#### STATED TASK
In the records below, swap "mountain ridge" for "rock formation" and write the lines out again with nothing else changed.

#### Dataset excerpt
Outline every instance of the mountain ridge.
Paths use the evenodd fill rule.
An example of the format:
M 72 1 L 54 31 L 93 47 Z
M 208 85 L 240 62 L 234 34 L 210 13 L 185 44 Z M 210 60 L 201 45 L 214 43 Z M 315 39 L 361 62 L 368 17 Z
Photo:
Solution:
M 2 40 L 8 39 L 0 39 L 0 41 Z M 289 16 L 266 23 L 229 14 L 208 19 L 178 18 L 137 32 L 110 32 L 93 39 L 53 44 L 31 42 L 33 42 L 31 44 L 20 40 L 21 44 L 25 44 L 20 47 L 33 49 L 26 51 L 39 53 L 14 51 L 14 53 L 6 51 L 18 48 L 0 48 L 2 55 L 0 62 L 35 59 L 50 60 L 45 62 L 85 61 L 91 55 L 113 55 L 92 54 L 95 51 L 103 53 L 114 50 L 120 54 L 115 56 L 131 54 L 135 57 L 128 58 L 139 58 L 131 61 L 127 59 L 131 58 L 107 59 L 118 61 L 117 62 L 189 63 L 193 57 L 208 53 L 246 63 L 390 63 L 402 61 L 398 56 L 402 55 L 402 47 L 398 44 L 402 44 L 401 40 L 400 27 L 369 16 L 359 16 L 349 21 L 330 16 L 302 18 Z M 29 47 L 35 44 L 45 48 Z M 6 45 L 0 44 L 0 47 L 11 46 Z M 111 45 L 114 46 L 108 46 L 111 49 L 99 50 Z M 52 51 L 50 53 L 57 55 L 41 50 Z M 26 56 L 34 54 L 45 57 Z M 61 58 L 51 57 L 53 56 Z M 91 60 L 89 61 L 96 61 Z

#### SOLUTION TO THIS TASK
Outline every instance of the rock formation.
Paths use the evenodd fill rule.
An example of the format:
M 72 1 L 54 31 L 93 47 Z
M 208 85 L 240 62 L 234 34 L 210 13 L 185 44 Z M 210 60 L 201 45 L 214 43 Z M 315 39 L 361 62 L 368 17 Z
Photo:
Solution:
M 2 40 L 8 39 L 0 39 L 0 41 Z M 289 16 L 266 23 L 229 14 L 208 19 L 178 18 L 137 32 L 110 32 L 93 39 L 53 44 L 31 42 L 33 42 L 31 44 L 20 40 L 21 44 L 25 44 L 20 47 L 33 49 L 26 51 L 39 53 L 14 51 L 14 53 L 6 51 L 18 48 L 0 48 L 2 55 L 0 62 L 35 59 L 50 60 L 45 62 L 85 61 L 91 55 L 113 55 L 92 54 L 95 51 L 103 53 L 114 50 L 120 54 L 115 56 L 131 54 L 135 57 L 128 58 L 139 58 L 131 61 L 127 59 L 131 58 L 107 59 L 118 61 L 117 62 L 189 63 L 193 57 L 208 53 L 246 63 L 390 63 L 402 61 L 398 56 L 402 55 L 402 47 L 398 44 L 402 44 L 401 40 L 400 27 L 369 16 L 359 16 L 349 21 L 330 16 L 302 18 Z M 29 47 L 35 44 L 45 48 Z M 6 45 L 0 44 L 0 47 L 11 46 Z M 111 45 L 114 46 L 108 46 L 111 49 L 99 50 Z M 52 51 L 50 53 L 57 55 L 41 50 Z M 26 56 L 34 54 L 45 57 Z M 61 58 L 51 57 L 53 56 Z M 91 60 L 89 61 L 96 61 Z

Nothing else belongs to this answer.